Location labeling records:
========

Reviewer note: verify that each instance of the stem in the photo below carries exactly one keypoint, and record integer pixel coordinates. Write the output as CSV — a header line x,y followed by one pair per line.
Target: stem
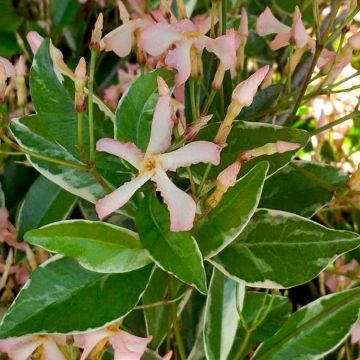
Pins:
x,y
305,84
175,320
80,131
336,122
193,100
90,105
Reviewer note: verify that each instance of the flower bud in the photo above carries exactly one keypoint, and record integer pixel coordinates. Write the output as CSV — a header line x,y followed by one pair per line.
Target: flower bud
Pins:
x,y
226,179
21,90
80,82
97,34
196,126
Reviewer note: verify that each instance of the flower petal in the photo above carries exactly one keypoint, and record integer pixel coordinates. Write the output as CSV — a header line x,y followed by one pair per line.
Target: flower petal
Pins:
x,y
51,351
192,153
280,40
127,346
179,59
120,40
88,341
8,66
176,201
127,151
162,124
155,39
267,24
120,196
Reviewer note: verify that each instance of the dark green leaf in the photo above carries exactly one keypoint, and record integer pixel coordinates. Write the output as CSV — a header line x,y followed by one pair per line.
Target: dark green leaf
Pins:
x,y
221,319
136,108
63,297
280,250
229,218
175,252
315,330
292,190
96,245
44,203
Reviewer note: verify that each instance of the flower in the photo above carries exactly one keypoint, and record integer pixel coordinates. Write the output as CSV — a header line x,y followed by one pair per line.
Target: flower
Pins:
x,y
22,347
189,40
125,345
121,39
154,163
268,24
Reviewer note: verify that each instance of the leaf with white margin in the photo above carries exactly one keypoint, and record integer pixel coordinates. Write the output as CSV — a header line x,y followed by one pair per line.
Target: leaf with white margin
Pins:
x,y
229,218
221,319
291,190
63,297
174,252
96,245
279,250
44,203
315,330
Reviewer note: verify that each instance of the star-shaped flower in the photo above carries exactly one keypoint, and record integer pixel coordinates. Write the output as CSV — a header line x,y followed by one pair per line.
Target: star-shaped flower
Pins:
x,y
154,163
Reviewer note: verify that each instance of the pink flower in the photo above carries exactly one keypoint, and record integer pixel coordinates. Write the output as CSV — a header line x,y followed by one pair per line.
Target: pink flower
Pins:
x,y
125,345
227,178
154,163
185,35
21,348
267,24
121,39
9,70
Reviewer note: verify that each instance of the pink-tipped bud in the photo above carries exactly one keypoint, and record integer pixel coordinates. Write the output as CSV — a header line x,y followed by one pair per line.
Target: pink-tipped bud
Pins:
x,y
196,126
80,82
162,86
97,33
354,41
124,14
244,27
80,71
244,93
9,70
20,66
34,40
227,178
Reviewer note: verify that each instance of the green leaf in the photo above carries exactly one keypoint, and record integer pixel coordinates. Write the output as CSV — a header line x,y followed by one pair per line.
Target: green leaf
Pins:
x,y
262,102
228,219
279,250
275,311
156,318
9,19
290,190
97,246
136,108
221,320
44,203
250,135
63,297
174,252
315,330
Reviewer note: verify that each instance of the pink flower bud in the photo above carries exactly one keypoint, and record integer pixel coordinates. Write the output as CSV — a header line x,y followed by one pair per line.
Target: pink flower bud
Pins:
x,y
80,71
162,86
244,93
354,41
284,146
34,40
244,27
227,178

========

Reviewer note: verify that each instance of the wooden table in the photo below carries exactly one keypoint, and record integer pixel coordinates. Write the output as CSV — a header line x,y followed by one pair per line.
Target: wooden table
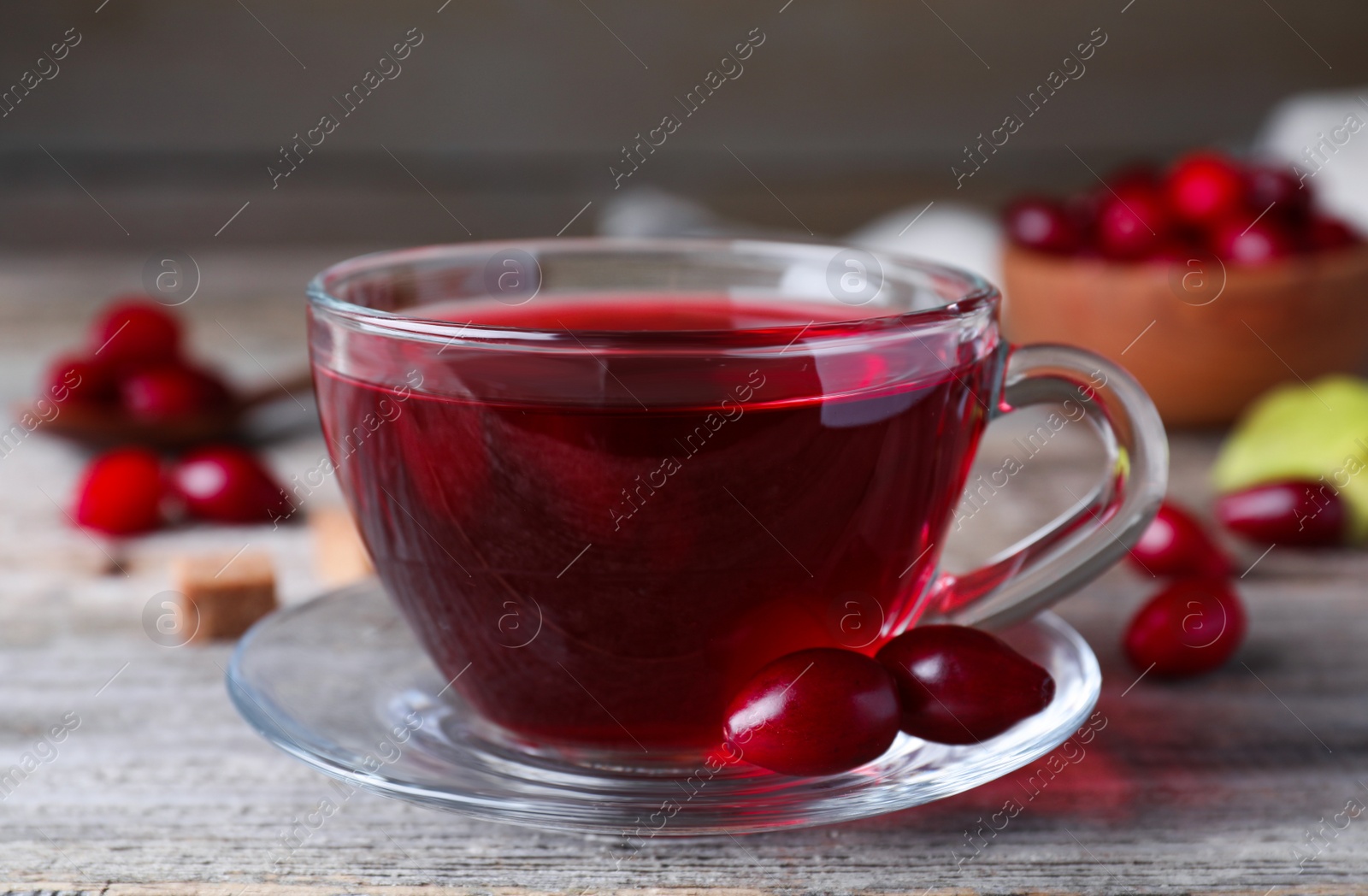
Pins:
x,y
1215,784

========

## TASK BRIEF
Pull out each line of the entries above that contains the string "star" and copy those lines unchanged.

## THE ANSWER
Reviewer note: verify that each instance of the star-shaped flower in the photo above carries exactly one keypoint, and record integer pixel coordinates. Write the output as CSV — a header line x,y followed by one pair per line.
Target: star-shaped flower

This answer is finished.